So come on, help us new users to Linux find what kind of hardware is best to run Linux on.

Thank you everyone.

Dake.Last edited by dake on Wed May 01, 2013 9:30 pm; edited 1 time in total

----------

## NeddySeagoon

dake,

Motherboards and CPUs rarely cause issues.  Its the things that users plug into them.

Google linux hardware compatibility

Beware of out of date hits.  If you have a list of PCI Vendor and Device IDs, Debian runs a good site to tell the drivers you need. 

Choose items from the list on the left if you don't have a specific list you are interested in.

WiFi gives the most problems.

----------

## Ant P.

In my experience, Intel boards have a higher chance of using a sloppily-written BIOS that doesn't play nice with Linux. It's usually small things like not being able to use sensors/fancontrol, but I've had one board that I couldn't enable hugepages on because of it.

----------

## dch24

I've had good luck with Asus motherboards for desktops. It sounds like you're building a desktop.

But to be perfectly honest, Asus does not support Linux so unless you want to choose a specific board and spend some time googling, you may end up with some problems. I'm guessing you want something fairly high end, or you could go with a laptop instead.

If you want good Linux compatibility, vote with your dollars. Spend your money with someone who guarantees Linux compatibility. system76.com and zareason.com have a good reputation, or google "buy linux desktop pc"

For laptops, there's everything from netbooks and ultrabooks like the Google Chromebook that officially support Linux. Lenovo laptops are high-end and generally have good Linux support but again you'd have to spend time googling to be sure.

----------

## dake

 *dch24 wrote:*   

> I've had good luck with Asus motherboards for desktops. It sounds like you're building a desktop.
> 
> But to be perfectly honest, Asus does not support Linux so unless you want to choose a specific board and spend some time googling, you may end up with some problems. I'm guessing you want something fairly high end, or you could go with a laptop instead.
> 
> If you want good Linux compatibility, vote with your dollars. Spend your money with someone who guarantees Linux compatibility. system76.com and zareason.com have a good reputation, or google "buy linux desktop pc"
> ...

 

yes I am building a desktop, I all ready have my CPU a INTEL I7  3770k,

so now just looking for the right body to put the hart into it.   :Razz: 

But I think it would be good for users to know what make and model motherboards users use to give a little bit of guidance to what to look for.

Dake,

----------

## Navar

hi dake,

Pretty much what others have stated, but here's my take: Be more specific if you have something particular in mind, particularly in CPU flavoring. To my knowledge, there are no major motherboard vendors (ASUS, Gigabyte, MSI, etc.) who will list or offer any real support for Linux.  To be fair, in the category you're asking about you're essentially being your own OEM, so those same vendors won't really give you the time of day on any other operating system either.  Welcome to the world of the PC enthusiast.  :Wink: Intel is going to stop producing reference boards.  This is now a minor issue but used to be viewed as the defacto big deal when Intel jumped into the chipset industry years ago.BIOSes and firmware; try to avoid a product that hasn't been in the marketplace for volume of customers yelling and screaming at least 6 months where many of these are 'resolved' with updates.  Vendors all too often rush things to market to compete with us being the testbed.  When you find a particular board that interests you, spend time to investigate these.  This can save you a tremendous amount of headaches. Motherboard chipsets can have varying issues due to being bleeding edge or lacking any information for the Linux community to work with producing a driver for short of reverse engineering hacks.  The good news, again, is you can easily find all the technical specs of major motherboards and chipsets installed to investigate for any outstanding issues prior to purchase.

****************************************

● Tasks to complete
1: Answer these questions using the forum thread on Linux hardware:
(a) What does NeddySeagoon say gives the most problems?
(b) Which CPU does dake already have?
(c) According to Navar, for at least how long should a product have been on the market before you buy it?
2: Reproduce the part of the forum thread on Linux hardware that opens with the words containing "WiFi gives the" and closes with "because of it.".

[Items from a dataset]
****************************************

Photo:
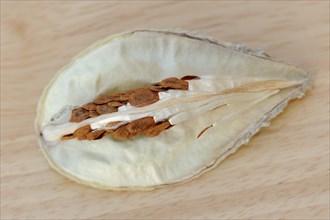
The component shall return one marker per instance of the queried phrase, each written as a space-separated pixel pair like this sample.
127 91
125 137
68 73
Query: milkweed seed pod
149 108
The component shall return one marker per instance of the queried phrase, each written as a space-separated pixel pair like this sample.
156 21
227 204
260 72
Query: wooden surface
282 173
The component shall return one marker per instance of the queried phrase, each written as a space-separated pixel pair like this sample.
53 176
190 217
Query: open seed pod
229 94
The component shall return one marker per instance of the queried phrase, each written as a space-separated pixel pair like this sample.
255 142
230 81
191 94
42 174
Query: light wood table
282 173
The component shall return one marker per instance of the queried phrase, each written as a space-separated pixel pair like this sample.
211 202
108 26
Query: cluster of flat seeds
109 104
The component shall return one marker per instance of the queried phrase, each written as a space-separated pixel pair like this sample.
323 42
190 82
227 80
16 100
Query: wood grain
282 173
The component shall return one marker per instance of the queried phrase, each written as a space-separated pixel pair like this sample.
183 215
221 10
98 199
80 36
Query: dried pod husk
183 151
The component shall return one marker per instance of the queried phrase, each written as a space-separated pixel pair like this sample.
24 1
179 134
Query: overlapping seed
110 104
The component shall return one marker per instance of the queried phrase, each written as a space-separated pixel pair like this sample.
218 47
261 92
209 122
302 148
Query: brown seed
89 106
140 125
158 89
143 97
94 135
67 137
112 123
123 97
93 114
82 132
190 77
174 83
115 104
105 109
122 133
78 115
157 129
109 131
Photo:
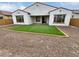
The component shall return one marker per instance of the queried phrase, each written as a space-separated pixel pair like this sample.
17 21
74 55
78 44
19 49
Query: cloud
22 7
70 5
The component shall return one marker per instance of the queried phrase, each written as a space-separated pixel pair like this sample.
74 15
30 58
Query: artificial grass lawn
38 28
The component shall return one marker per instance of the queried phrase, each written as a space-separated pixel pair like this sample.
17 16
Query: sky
12 6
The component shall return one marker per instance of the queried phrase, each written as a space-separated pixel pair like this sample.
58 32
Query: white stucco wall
27 18
39 9
63 11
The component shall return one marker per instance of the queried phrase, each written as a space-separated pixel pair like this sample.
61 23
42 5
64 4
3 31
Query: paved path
29 44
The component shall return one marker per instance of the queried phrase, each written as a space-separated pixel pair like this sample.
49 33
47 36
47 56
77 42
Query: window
59 18
37 19
20 18
1 17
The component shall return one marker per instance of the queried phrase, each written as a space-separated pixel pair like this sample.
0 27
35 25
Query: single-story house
44 14
5 17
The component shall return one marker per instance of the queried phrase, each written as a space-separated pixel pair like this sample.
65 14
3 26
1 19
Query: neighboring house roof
60 8
21 10
40 3
76 11
5 12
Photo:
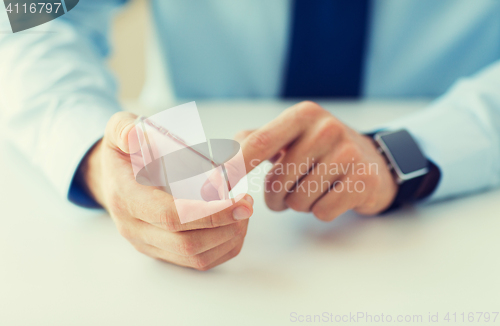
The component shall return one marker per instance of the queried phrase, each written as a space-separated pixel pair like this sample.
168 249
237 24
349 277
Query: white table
63 265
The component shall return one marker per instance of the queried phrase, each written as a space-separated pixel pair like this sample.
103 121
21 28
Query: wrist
89 174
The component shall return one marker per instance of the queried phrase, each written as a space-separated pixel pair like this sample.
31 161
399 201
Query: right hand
147 217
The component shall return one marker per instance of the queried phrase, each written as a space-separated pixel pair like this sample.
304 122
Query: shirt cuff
452 137
73 133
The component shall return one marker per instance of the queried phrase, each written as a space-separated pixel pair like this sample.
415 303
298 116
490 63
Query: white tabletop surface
63 265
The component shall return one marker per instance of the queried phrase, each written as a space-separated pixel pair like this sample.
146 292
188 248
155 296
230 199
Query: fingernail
249 199
241 213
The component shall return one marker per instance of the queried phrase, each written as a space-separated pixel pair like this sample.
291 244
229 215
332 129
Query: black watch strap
417 188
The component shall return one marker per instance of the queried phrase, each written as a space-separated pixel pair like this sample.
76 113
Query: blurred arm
460 132
56 94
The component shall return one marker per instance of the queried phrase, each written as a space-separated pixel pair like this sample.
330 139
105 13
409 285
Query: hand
325 167
147 216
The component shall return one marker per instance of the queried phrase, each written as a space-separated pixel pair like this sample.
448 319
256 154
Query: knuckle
125 230
308 109
331 128
242 134
141 248
259 140
235 251
168 220
116 204
296 204
200 262
321 214
351 151
187 248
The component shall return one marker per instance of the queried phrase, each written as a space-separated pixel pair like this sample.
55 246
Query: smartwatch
406 162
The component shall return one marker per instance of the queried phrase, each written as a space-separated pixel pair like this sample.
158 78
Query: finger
318 181
284 177
240 136
202 261
335 202
120 132
230 255
264 143
188 243
159 208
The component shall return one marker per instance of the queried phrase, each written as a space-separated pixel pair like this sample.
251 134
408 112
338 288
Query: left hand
325 166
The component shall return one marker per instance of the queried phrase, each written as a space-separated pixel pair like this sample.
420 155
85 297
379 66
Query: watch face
404 151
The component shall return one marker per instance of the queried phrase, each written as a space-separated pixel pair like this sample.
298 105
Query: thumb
240 136
120 132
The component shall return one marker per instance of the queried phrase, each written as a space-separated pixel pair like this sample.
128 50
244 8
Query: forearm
57 95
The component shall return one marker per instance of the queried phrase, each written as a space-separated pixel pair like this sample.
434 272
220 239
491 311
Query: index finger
266 142
159 208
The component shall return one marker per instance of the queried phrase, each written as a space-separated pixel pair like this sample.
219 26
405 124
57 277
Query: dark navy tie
327 45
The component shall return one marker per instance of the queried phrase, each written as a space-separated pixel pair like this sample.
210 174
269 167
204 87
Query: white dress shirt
56 94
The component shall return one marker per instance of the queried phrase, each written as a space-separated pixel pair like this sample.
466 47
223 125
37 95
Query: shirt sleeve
56 92
460 132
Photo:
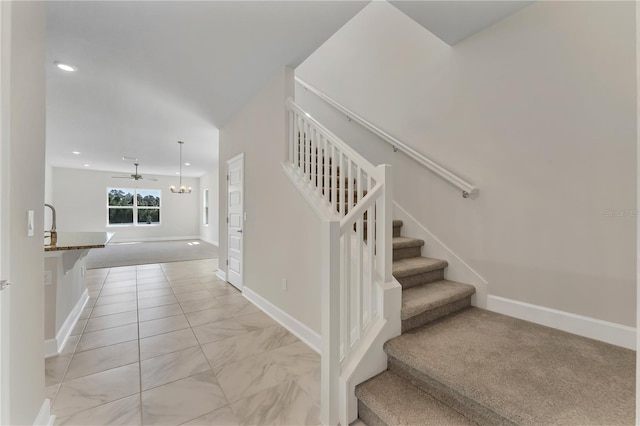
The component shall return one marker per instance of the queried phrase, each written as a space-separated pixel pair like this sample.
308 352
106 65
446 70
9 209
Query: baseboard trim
609 332
301 331
53 347
44 417
154 239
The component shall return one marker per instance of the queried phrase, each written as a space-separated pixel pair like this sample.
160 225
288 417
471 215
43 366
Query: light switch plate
30 223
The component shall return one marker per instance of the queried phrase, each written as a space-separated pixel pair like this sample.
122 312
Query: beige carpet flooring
142 253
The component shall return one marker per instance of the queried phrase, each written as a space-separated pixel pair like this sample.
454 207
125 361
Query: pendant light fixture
181 189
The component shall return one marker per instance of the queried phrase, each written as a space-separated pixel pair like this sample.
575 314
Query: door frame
239 285
5 273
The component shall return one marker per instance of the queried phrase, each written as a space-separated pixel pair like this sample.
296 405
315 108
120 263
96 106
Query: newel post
330 313
384 214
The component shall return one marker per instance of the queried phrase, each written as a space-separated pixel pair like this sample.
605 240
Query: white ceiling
151 73
454 20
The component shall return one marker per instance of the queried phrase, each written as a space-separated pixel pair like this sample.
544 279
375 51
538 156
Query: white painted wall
538 111
281 232
25 387
209 233
80 198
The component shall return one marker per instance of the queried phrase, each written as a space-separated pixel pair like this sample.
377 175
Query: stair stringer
370 358
458 269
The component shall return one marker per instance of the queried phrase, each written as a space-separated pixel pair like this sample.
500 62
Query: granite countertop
79 240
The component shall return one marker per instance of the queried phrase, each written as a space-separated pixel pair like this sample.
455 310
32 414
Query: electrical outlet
48 278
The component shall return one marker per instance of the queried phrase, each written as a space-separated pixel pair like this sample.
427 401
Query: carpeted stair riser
435 314
368 416
458 402
390 400
406 252
420 279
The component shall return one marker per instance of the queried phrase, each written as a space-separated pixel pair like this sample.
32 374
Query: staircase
458 365
448 363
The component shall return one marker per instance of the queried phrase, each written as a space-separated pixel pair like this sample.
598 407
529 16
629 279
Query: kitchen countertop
80 240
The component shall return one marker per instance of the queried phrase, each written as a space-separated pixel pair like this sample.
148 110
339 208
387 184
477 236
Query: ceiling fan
134 176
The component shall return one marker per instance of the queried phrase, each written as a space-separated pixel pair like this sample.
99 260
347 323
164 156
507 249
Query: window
133 206
205 203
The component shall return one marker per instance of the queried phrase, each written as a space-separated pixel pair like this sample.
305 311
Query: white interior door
235 218
5 31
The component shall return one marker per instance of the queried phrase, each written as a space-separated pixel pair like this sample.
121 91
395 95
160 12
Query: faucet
53 232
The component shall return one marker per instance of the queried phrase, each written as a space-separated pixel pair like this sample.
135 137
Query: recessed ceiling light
65 67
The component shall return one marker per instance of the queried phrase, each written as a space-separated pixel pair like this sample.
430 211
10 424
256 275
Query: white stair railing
355 198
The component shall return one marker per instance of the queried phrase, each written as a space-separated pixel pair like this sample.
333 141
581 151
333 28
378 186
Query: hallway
171 344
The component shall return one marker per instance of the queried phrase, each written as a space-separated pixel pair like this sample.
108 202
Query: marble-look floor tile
159 312
97 389
192 295
151 347
101 359
171 367
254 374
148 294
118 283
153 286
239 310
142 274
218 330
110 321
239 347
79 327
108 336
163 325
221 417
54 369
216 291
113 291
285 404
115 308
116 298
124 412
233 299
207 316
181 401
179 289
249 376
156 301
200 305
153 280
256 321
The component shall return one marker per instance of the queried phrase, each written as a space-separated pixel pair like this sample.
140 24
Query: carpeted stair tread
511 371
395 401
416 300
404 242
416 265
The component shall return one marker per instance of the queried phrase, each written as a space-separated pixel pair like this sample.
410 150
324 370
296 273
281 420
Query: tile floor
171 344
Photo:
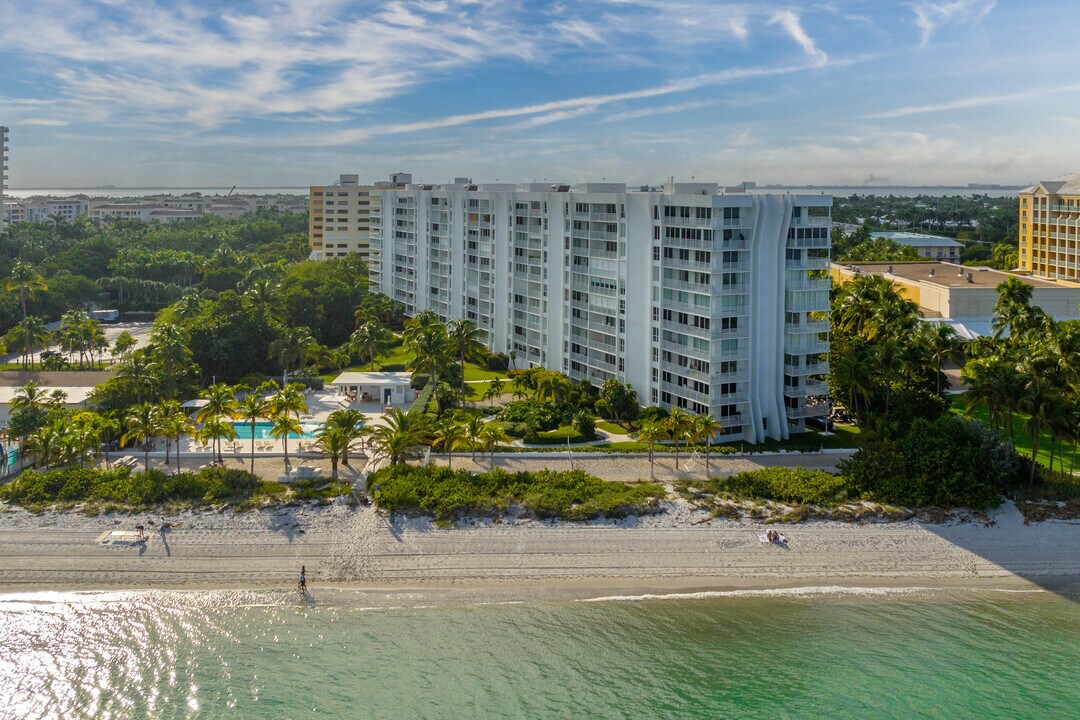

****************************************

● Responses
1:
(a) WiFi.
(b) An Intel i7 3770k.
(c) At least 6 months.

2:
WiFi gives the most problems.

----------

## Ant P.

In my experience, Intel boards have a higher chance of using a sloppily-written BIOS that doesn't play nice with Linux. It's usually small things like not being able to use sensors/fancontrol, but I've had one board that I couldn't enable hugepages on because of it.